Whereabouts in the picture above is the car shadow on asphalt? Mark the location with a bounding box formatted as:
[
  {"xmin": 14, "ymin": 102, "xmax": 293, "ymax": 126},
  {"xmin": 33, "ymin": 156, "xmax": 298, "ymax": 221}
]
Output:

******************************

Rewrite every line of the material above as a numbered list, omitting any blank lines.

1. Whereabouts in the picture above is the car shadow on asphalt? Mark the location with a bounding box formatted as:
2. [
3.   {"xmin": 14, "ymin": 102, "xmax": 293, "ymax": 126},
4.   {"xmin": 33, "ymin": 156, "xmax": 298, "ymax": 221}
5. ]
6. Output:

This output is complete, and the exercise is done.